- YOUR INSTRUCTIONS
Pick out and copy each line of the records below that contains the word "striped". Case counts.

- RECORD EXCERPTS
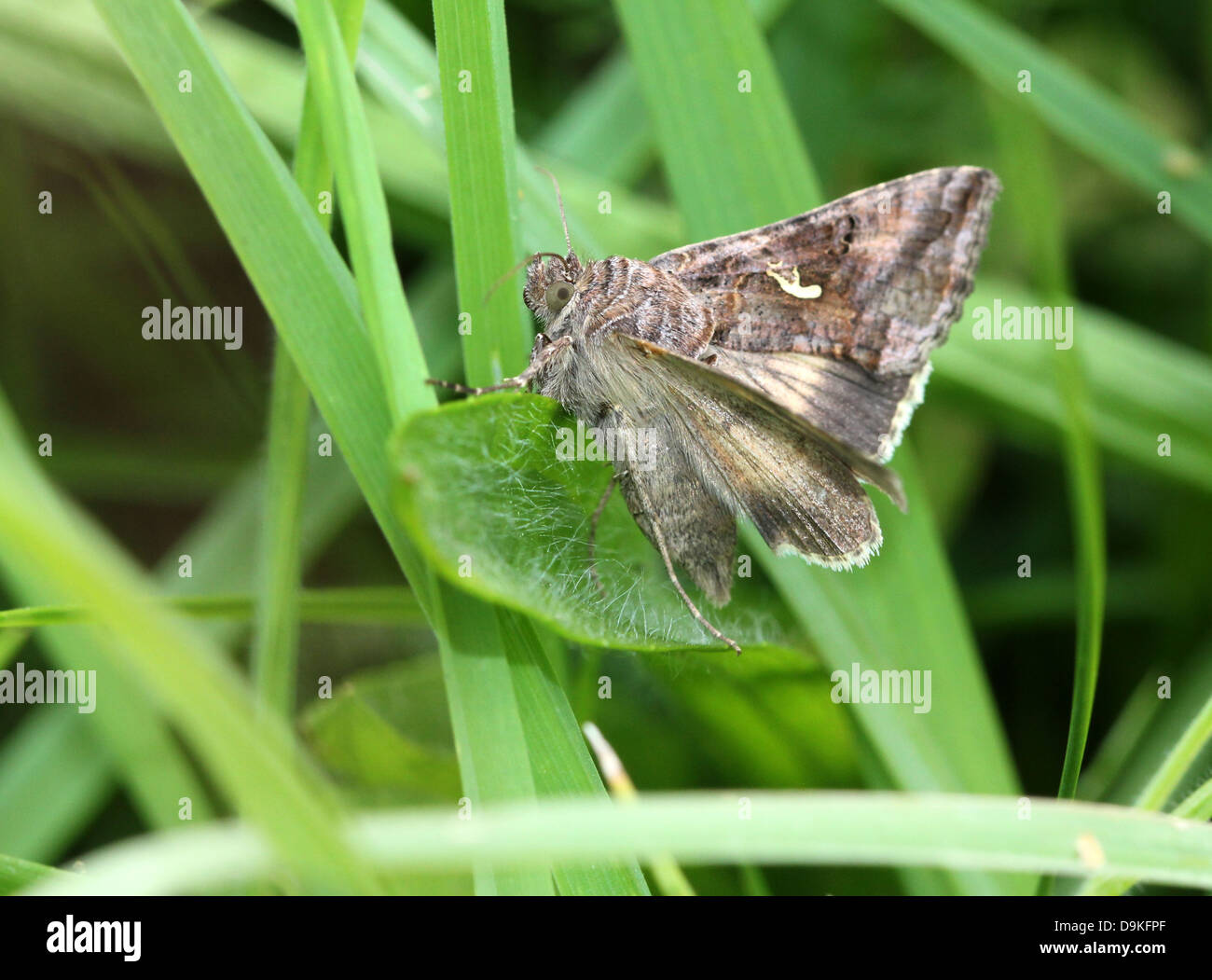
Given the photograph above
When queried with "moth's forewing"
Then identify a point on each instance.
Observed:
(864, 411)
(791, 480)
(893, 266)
--
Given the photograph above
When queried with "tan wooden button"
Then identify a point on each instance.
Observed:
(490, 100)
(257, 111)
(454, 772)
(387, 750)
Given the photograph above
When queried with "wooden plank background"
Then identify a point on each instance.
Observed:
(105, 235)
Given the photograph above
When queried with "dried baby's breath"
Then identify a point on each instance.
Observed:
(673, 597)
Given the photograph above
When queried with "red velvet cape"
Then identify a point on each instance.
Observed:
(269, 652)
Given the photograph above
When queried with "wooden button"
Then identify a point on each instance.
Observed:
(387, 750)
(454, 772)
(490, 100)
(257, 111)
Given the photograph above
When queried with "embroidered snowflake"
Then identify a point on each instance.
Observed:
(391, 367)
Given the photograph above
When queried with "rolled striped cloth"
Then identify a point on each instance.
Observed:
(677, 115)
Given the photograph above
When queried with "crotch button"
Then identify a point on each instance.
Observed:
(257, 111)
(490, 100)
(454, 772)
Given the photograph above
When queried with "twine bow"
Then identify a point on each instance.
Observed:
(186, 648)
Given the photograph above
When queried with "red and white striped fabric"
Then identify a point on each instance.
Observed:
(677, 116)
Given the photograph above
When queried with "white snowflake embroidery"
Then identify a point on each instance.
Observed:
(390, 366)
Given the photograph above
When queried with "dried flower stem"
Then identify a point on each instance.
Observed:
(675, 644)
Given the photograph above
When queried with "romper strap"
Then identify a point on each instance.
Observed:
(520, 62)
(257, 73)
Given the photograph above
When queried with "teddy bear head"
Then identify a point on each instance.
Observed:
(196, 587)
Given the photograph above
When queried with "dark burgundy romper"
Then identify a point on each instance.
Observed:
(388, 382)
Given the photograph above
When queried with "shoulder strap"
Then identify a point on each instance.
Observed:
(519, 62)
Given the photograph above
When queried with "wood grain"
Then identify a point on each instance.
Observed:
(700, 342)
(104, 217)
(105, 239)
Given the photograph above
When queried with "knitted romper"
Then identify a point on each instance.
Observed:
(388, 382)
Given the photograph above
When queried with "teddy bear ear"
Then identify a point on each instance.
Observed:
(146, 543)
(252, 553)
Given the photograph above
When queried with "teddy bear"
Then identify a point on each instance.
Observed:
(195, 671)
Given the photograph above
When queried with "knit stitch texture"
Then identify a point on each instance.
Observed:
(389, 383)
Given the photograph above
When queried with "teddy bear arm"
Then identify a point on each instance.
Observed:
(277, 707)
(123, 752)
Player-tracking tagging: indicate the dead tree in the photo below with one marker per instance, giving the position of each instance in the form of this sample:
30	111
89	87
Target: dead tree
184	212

- FULL ANSWER
When queried with "rolled striped cloth"
When queried with "red and white striped fabric"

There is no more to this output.